EXERCISE DESCRIPTION - In your reply, repeat every entry exactly and skip over each picture.

● ● ● ●

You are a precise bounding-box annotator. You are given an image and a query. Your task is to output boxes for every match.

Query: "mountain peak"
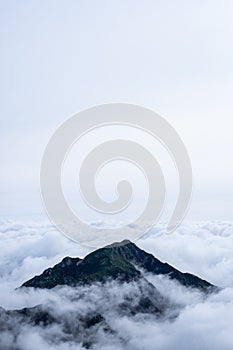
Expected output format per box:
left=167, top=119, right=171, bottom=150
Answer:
left=105, top=239, right=132, bottom=248
left=21, top=240, right=216, bottom=293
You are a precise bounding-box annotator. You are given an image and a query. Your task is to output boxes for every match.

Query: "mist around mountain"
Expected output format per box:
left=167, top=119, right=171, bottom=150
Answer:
left=0, top=240, right=217, bottom=349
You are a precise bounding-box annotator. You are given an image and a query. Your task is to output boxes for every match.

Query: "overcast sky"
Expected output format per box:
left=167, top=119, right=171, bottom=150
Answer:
left=0, top=0, right=233, bottom=221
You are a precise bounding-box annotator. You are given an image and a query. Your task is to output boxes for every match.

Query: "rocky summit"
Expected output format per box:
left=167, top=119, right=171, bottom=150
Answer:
left=21, top=239, right=215, bottom=292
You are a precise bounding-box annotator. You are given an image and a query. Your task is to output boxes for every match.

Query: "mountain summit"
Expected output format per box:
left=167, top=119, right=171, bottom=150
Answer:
left=21, top=240, right=215, bottom=292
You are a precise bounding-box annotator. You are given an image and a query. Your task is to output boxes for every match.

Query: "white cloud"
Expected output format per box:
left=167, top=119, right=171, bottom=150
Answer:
left=139, top=221, right=233, bottom=288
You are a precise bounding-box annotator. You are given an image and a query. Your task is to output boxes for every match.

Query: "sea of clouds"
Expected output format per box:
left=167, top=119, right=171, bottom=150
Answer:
left=0, top=220, right=233, bottom=349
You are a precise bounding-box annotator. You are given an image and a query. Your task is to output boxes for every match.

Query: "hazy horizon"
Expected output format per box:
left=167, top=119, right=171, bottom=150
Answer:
left=1, top=0, right=233, bottom=223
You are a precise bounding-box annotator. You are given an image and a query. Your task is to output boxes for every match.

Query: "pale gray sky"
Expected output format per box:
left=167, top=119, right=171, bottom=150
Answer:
left=0, top=0, right=233, bottom=220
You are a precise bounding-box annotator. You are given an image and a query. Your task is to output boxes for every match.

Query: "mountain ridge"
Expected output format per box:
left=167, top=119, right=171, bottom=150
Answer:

● ● ● ●

ANSWER SECTION -
You are a precise bounding-box annotator. You are given an image and a query. Your task is to output boxes for every match.

Query: "mountain peak"
Expected output format per box:
left=167, top=119, right=171, bottom=150
Answer:
left=105, top=239, right=132, bottom=248
left=21, top=240, right=216, bottom=293
You are a precise bounding-box annotator. You are given an image and a query. Your task is to output boxes for every match.

Query: "mist around mountain"
Expected output format per box:
left=167, top=119, right=171, bottom=150
Answer:
left=0, top=240, right=217, bottom=349
You are a precise bounding-box annotator. You are given an image and a query. Your task is to output boxes for every match.

Query: "overcast sky"
Expected output format per box:
left=167, top=119, right=171, bottom=150
Answer:
left=0, top=0, right=233, bottom=221
You are a precise bounding-box annotator. You are given an image and a query. Your task is to output boxes for every match.

Query: "rocky summit"
Expected output format per box:
left=167, top=119, right=171, bottom=150
Answer:
left=21, top=239, right=215, bottom=292
You are a precise bounding-box annotator. You are given an image and a query. Your task is to output boxes for every match.

Query: "mountain summit"
Expected output format per box:
left=167, top=119, right=171, bottom=150
Answer:
left=21, top=240, right=215, bottom=292
You are a precise bounding-box annotator. You are given an image and a query. Your task is to output boxes for every match.

Query: "white cloud"
Expected output format per box:
left=167, top=119, right=171, bottom=150
Answer:
left=139, top=221, right=233, bottom=288
You are a precise bounding-box annotator. You are given an image and a query. Your task is to output boxes for every match.

Query: "sea of clouds"
Expected output format per box:
left=167, top=119, right=171, bottom=150
Answer:
left=0, top=220, right=233, bottom=349
You are a precise bounding-box annotator. You are given an image and a query. Your task is to output boxes for every match.

Query: "hazy horizon"
Expected output format per box:
left=167, top=119, right=171, bottom=150
Answer:
left=1, top=0, right=233, bottom=223
You are a precise bounding-box annotator. You are given an image and a query. Your task is to output boxes for every match.

Query: "pale gray sky"
Expected output format per box:
left=167, top=119, right=171, bottom=150
Answer:
left=0, top=0, right=233, bottom=220
You are a precise bounding-box annotator. You are given an image and a query. Your task is to output boxes for every match.

Query: "mountain ridge"
Expected output format per box:
left=167, top=119, right=171, bottom=150
Answer:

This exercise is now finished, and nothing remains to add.